Tasks to complete:
1. In the Redmond passage, what did the wife say she based her lineup identification on?
2. Decide whether each statement agrees with the Redmond passage. Answer yes or no, and quote the deciding words.
(a) The robber's face was only partly covered.
(b) The wife gave the robber $10 from her purse.
(c) The defendant testified that the only tweed sport coat he owned was black and white.
3. Please continue the Redmond passage after its final sentence.
====== Page extract
A.Z. directs our attention to People v. Redmond (1969) 71 Cal.2d 745 (Redmond), where a judgment of conviction for burglary was reversed because our Supreme Court concluded there was insubstantial evidence of the defendant's guilt. (Id. at pp. 757, 760.) In Redmond, a man entered the living room of an elderly couple with his face entirely covered by a mask, said he knew they had $600, and demanded the money even after they denied having it. He left after striking the wife, who gave him $10 from her purse. (Id. at pp. 748-749.) The wife testified that the defendant, a television salesman, had visited her home the previous day on a sales call. She also testified the defendant resembled the robber and that "the robber was wearing the same coat as the television salesman"—a black and white tweed sports coat. (Ibid.) The wife identified the salesman from a lineup at a police station. She said she based her identification on the similarity of voice and some "expression across the eyes that . . . resembled" that of the salesman. (Id. at p. 750.) The defendant testified that the only tweed sport coat he owned was powder blue, and his parents, whom he lived with, testified that he did not have a black and white tweed sports coat. (Id. at p. 752.)
============
====== Material provided
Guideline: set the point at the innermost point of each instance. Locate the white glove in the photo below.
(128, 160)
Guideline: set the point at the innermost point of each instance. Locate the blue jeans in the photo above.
============
Task-by-task outputs:
1. She based it on the similarity of voice and some "expression across the eyes that . . . resembled" that of the salesman.

2.
(a) No: "with his face entirely covered by a mask"
(b) Yes: "who gave him $10 from her purse"
(c) No: "the only tweed sport coat he owned was powder blue"

3.
Concluding there was insubstantial evidence of identity, the Redmond court pointed out that at trial the wife "was not asked and did not state whether she recognized defendant either as her assailant or as the television salesman. On cross-examination she was not asked to identify defendant as the assailant but only as to whether she had identified him at the lineup. She said she 'wasn't sure' and 'wasn't quite sure' whether the man in the lineup was the television salesman. Although at the outset she said 'there is an expression across the eyes that I recognized, and I recognized the voice very definitely,' she subsequently stated that her identification was based upon a voice similarity and some expression in the eyes, and she finally testified that she told the officers that she was unable to identify defendant. The officer's testimony agreed . . . ." (Redmond, supra, 71 Cal.2d at p. 756.) The wife also did not testify that, at the time the crime was committed, she recognized the assailant as the television salesperson or that on some subsequent date she thought that the assailant and the salesperson might be the same person. (Id. at p. 757.) "[I]n [these] circumstances there is no basis for a conclusion that she identified defendant as her assailant or as the television salesman either at the trial or at the lineup." (Id. at p. 756.)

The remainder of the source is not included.